Texto extraído:

Los rusos tienen fama de ser gente sensible, sentimental, sus melodías, sus escritos, parecieren así atestiguarlo. Quizá es el estereotipo creado por Tolstoy, Dostoyevsky, Gorki, Pasternak, Gogol, Nabokov en la prolongación de sus propias existencias, sufrimientos y desamores; quizá por los interminables inviernos que obligan al recogimiento, al calor de la chimenea y la expectación a través del vidrio opaco de una ventana, tan blanca como la nieve que cae en copos tan continuos que pareciere lluvia.

O de la imagen que nos hemos formado de Nathalie, la célebre balada escrita e interpretada por Gilbert Becaud, luego de un viaje a Moscú por allá en los sesenta, con nostalgia y admiración por quien fuere su guía en la ciudad de los zares, y de quien aspiraba la oportunidad de un romance cultivado en el Café Pushkin, mientras saboreaban un chocolate humeante sentados a una mesa con vista a la calle, luego del incansable y aburrido tour que incluía la Tumba de Lenin, el teatro Bolshoi, los edificios del Kremlin en tanto le narraba la gesta de la Revolución de Octubre. Solo que ese café no existía en los sesenta, fue el escenario que el cantautor ideó para enamorar a su adorable guía. Quien sí existió fue el poeta Alexander Pushkin, uno de los grandes de la literatura romántica, que murió como están llamados a morir los románticos, con un balazo en el pecho producto de un duelo de honor.

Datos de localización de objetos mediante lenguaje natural
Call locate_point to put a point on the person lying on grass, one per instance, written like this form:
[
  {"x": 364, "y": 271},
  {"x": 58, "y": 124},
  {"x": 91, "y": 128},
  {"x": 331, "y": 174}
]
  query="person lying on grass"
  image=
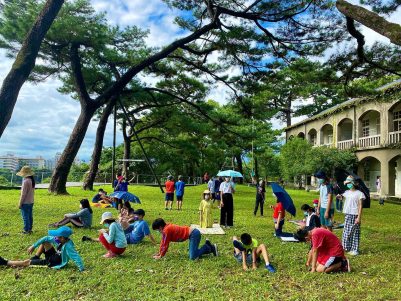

Problema a resolver: Reproduce completo, por favor, el texto sobre los rusos y el Café Pushkin, sin cambiar ni una palabra.

Respuesta del ejercicio:
Los rusos tienen fama de ser gente sensible, sentimental, sus melodías, sus escritos, parecieren así atestiguarlo. Quizá es el estereotipo creado por Tolstoy, Dostoyevsky, Gorki, Pasternak, Gogol, Nabokov en la prolongación de sus propias existencias, sufrimientos y desamores; quizá por los interminables inviernos que obligan al recogimiento, al calor de la chimenea y la expectación a través del vidrio opaco de una ventana, tan blanca como la nieve que cae en copos tan continuos que pareciere lluvia.

O de la imagen que nos hemos formado de Nathalie, la célebre balada escrita e interpretada por Gilbert Becaud, luego de un viaje a Moscú por allá en los sesenta, con nostalgia y admiración por quien fuere su guía en la ciudad de los zares, y de quien aspiraba la oportunidad de un romance cultivado en el Café Pushkin, mientras saboreaban un chocolate humeante sentados a una mesa con vista a la calle, luego del incansable y aburrido tour que incluía la Tumba de Lenin, el teatro Bolshoi, los edificios del Kremlin en tanto le narraba la gesta de la Revolución de Octubre. Solo que ese café no existía en los sesenta, fue el escenario que el cantautor ideó para enamorar a su adorable guía. Quien sí existió fue el poeta Alexander Pushkin, uno de los grandes de la literatura romántica, que murió como están llamados a morir los románticos, con un balazo en el pecho producto de un duelo de honor.